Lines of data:
**********

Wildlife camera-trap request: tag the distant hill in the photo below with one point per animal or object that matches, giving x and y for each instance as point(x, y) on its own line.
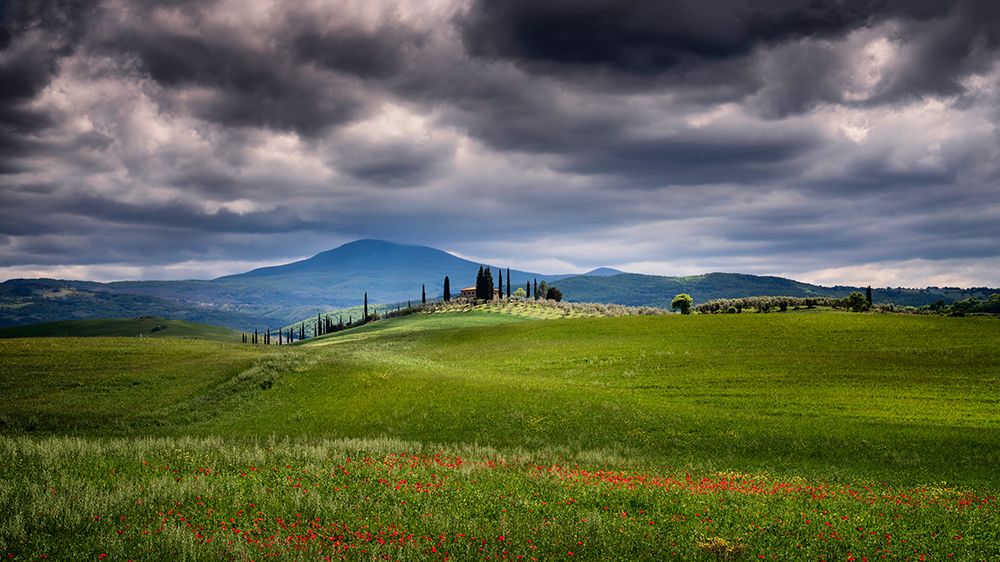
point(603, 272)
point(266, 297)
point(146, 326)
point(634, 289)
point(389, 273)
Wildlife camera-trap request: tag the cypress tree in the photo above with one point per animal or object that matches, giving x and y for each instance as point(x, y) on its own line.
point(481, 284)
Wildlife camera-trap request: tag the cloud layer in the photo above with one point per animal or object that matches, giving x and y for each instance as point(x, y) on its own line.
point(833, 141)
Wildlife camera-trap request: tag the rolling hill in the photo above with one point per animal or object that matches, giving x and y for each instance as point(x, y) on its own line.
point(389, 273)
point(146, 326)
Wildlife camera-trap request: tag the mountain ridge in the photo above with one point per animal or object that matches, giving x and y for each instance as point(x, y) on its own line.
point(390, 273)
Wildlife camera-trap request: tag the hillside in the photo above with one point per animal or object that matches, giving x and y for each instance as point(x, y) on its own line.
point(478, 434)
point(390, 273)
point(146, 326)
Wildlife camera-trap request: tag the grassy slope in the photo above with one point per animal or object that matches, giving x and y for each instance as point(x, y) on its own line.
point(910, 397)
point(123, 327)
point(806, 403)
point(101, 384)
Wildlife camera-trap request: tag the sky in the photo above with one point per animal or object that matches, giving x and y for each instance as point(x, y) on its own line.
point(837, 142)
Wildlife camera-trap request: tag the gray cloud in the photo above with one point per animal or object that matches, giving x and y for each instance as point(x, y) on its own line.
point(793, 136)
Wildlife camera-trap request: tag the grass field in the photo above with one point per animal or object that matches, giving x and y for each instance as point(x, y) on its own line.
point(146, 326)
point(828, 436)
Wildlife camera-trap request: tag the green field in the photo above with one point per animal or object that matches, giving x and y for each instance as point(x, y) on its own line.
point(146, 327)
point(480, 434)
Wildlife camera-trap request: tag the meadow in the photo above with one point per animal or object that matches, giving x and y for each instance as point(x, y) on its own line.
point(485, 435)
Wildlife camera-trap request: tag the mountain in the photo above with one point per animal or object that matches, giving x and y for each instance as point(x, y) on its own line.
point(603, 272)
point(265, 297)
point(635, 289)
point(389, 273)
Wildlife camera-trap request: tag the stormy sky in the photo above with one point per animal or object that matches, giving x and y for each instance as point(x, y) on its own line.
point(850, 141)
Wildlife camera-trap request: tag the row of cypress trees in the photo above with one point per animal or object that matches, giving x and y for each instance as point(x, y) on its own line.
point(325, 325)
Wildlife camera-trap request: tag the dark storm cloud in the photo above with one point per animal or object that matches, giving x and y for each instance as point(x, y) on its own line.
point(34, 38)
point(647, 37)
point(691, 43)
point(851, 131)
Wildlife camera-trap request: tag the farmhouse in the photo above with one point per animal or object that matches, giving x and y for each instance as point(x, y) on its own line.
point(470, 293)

**********

* WHAT TO PRODUCE *
Exact duplication of all the records is required; pictures are omitted from the copy.

* OUTPUT OF THE TASK *
Wildlife camera-trap request: tag the distant hill in the photo below with one point per animal or object that matches, giving x and y for each instance as point(x, y) on its own line.
point(603, 272)
point(266, 297)
point(146, 326)
point(634, 289)
point(389, 273)
Wildlife camera-trap request: tag the cypress tree in the photo above with one point per animal or object that matches, giving x and y for each instance as point(x, y) on its own line.
point(481, 284)
Wildlife camera-trap request: tag the cloud layer in the photo above with one point per animal or object that matches, giving x and y for each instance as point(x, y) on its own line.
point(833, 141)
Wildlife camera-trap request: tag the rolling hill in the photo above with one point per animal or object that matches, giving x and y for each instance as point(x, y) on its own line.
point(389, 273)
point(146, 326)
Wildlife camera-trap request: tag the mountain ridge in the photo above with one point per animal or object that matches, giving x and y for each instance as point(x, y) on its own line.
point(390, 273)
Wildlife camera-trap request: tag the hillside in the photo above with one point per animal or object that matches, giving x and y for each instance as point(x, y) on its own line.
point(478, 434)
point(390, 273)
point(146, 326)
Wildlife camera-trap request: tag the grassy slope in the photo above with one point per animal or object that matches, giving x and y for each instance as point(x, y) on its own line.
point(910, 397)
point(123, 327)
point(806, 403)
point(101, 384)
Wildlife camera-trap request: tag the sky in the photo above with one point per animal or object that matches, giving x and y for each instance as point(x, y) on its own line.
point(837, 142)
Wildlife camera-trap request: tag the gray cloud in the photo above with one point per animal or object that matches, giving x and y for each instance as point(x, y) on its own line.
point(793, 136)
Wildlife camera-trap request: tag the grass field in the photo above with one point per animal or object that matches, giving x and y for each instance as point(x, y) on its own line.
point(146, 326)
point(828, 436)
Wildlife camera-trap request: tag the green field in the photo above with one point per animal or object that matches, giving x and y for each instance as point(x, y) on its own line.
point(146, 327)
point(480, 434)
Wildlife camera-trap request: tag the meadow in the photo above with one point per animal or object that matches, giving x and y for each instance as point(x, y) on its own line.
point(485, 435)
Wildlife camera-trap request: tag the mountain in the photo above with one point per animal or object that matches, giving x and y for each instance as point(x, y) on its own line.
point(603, 272)
point(265, 297)
point(635, 289)
point(389, 273)
Wildlife camera-trap request: tag the stormy sky in the photo above with one point per animal or object that matches, giving x and y for each instance as point(x, y) on its own line.
point(850, 141)
Wildlife camera-trap request: tag the row of cypress trees in the photo above with one point per animal or object that matches, giving x and y for each instance as point(x, y) on its own line.
point(325, 325)
Wildlife camera-trap request: tag the dark storm cloud in the photo above with one point per animal or object that matches, giving x and y for each instance as point(x, y) on its own line.
point(34, 38)
point(647, 37)
point(691, 43)
point(851, 131)
Wildlife camera-trap request: tag the farmhouse in the photo above with one point per animal or object that matches, giving x and y for each instance as point(x, y) on its own line.
point(470, 293)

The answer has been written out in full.